Friday, March 16, 2012

in any other town.

last night a new-ish and has become dear friend took me to sushi. just us girls. i only met her last year but she is adored by me. we are the same age and come from the same place. the same coast, the same state, the same vast valley, the same hometown. she went to high school with my first husband. i went to high school with her husband. she didn't know my first husband, but knew of him in high school. in high school her husband and i were friends, and i once witnessed him, fully clothed in a nun's habit, fall down a full flight of stairs and not spill one drop of his beer.

it was a BYOB restaurant. i brought champagne. we ate. and sipped. and laughed a LOT. at one point 'it' came up and she looked me in the eye and said something to the effect of, 'it's been almost 20 years since my father passed away and it still hits me. and i still cry unexpected tears sometimes, and sometimes i'm mad at the universe. i still grieve.'

and i let out a bit more of that breath i always forget i am holding. forget until i am reminded.

which brings me to what i wrote on the plane about how i felt about being in new orleans. how i was reminded to let out that breath, and breathed just a bit easier than i have in a long time:


when i was in new orleans i had a sense of everything being just as it should be. i couldn’t name it. i didn’t talk about it. but i just felt, right. after so long feeling a bit adrift, un-tethered by death and loss. i felt like how i felt and there wasn’t a need for qualifications "well, it's *only* been 6 months..." "well, it was so hard at the end..." "well, i *am* so far away from my family..."

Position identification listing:
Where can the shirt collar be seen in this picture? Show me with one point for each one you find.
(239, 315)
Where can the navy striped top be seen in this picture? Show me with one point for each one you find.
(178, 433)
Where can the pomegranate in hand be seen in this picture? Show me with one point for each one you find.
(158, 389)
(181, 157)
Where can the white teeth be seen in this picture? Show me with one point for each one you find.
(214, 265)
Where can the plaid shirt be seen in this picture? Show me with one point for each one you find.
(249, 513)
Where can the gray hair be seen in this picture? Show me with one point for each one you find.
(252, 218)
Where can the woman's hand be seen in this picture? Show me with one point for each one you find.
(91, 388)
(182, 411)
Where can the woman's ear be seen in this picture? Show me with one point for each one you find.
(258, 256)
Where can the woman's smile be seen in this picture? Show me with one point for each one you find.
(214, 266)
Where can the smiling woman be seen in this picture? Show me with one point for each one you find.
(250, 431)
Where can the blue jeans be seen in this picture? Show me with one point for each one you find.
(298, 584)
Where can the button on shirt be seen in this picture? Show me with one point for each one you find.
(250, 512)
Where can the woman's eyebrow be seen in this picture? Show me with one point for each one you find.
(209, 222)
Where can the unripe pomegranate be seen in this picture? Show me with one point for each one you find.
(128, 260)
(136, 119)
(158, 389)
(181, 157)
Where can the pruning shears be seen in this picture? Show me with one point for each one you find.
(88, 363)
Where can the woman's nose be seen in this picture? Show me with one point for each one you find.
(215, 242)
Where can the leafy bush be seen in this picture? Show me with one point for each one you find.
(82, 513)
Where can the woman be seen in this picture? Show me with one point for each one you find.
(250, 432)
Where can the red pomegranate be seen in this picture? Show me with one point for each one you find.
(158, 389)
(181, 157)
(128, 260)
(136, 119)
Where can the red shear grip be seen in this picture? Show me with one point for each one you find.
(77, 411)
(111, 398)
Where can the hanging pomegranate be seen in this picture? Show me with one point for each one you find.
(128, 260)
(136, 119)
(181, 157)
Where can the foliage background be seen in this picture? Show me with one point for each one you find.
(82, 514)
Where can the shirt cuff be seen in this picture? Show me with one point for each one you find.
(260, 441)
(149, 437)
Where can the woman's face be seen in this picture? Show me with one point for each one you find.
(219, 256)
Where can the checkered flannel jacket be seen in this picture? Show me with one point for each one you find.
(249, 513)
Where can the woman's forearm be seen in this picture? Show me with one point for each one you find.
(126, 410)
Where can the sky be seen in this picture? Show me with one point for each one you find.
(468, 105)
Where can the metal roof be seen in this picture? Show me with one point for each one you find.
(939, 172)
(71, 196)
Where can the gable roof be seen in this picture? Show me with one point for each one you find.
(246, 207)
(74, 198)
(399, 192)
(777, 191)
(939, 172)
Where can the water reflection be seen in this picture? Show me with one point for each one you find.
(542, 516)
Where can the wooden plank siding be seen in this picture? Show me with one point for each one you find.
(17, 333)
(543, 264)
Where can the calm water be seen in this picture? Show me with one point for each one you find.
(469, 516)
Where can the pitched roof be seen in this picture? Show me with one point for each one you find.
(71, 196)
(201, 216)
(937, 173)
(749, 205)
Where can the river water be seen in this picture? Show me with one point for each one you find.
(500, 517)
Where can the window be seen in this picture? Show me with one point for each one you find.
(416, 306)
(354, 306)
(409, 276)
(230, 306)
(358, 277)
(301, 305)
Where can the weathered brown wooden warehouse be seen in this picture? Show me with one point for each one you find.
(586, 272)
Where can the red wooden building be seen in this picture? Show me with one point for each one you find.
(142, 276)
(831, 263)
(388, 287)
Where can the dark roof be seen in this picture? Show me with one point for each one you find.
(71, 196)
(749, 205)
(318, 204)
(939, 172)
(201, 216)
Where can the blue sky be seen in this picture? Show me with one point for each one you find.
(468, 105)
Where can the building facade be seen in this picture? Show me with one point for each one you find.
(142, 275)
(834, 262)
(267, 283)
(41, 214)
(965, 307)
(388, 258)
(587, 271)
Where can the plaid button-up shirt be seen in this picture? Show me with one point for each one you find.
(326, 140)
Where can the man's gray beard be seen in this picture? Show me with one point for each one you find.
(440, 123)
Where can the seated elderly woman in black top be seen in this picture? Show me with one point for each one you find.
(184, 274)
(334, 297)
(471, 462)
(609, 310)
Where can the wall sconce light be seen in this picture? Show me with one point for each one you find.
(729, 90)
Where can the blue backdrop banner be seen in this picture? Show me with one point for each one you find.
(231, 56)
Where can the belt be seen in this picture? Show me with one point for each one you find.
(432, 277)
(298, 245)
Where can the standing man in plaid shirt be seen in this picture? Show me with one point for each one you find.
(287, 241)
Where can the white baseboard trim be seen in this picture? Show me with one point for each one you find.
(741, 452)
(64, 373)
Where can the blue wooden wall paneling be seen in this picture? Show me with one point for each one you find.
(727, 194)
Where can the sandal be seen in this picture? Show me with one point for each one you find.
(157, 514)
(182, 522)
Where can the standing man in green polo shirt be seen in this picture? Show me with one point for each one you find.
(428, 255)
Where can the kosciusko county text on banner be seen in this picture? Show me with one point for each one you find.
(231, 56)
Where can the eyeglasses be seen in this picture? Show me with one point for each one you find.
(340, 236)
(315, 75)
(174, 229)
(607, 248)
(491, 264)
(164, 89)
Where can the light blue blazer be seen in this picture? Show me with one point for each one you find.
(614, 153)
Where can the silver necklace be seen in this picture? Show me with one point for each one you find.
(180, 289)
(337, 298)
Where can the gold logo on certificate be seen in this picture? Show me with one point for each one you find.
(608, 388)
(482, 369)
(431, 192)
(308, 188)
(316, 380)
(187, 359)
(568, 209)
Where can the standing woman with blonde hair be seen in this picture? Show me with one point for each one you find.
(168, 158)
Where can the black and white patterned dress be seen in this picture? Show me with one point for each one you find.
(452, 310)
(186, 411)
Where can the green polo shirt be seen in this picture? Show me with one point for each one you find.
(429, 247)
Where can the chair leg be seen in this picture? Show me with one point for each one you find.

• _WHAT YOU WILL DO_
• a. In the passage, what did the author bring to the BYOB restaurant?
• b. Write out the lines of the listing exactly, starting at the line that contains "Where can the kosciusko" and continuing through the final line of the listing.

• _SOLUTIONS TO THE TASKS_
• a. Champagne.

• b.
Where can the kosciusko county text on banner be seen in this picture? Show me with one point for each one you find.
(231, 56)
Where can the eyeglasses be seen in this picture? Show me with one point for each one you find.
(340, 236)
(315, 75)
(174, 229)
(607, 248)
(491, 264)
(164, 89)
Where can the light blue blazer be seen in this picture? Show me with one point for each one you find.
(614, 153)
Where can the silver necklace be seen in this picture? Show me with one point for each one you find.
(180, 289)
(337, 298)
Where can the gold logo on certificate be seen in this picture? Show me with one point for each one you find.
(608, 388)
(482, 369)
(431, 192)
(308, 188)
(316, 380)
(187, 359)
(568, 209)
Where can the standing woman with blonde hair be seen in this picture? Show me with one point for each one you find.
(168, 158)
Where can the black and white patterned dress be seen in this picture? Show me with one point for each one you find.
(452, 310)
(186, 411)
Where can the green polo shirt be seen in this picture? Show me with one point for each one you find.
(429, 247)
Where can the chair leg be seen in this picture? Show me with one point for each one you find.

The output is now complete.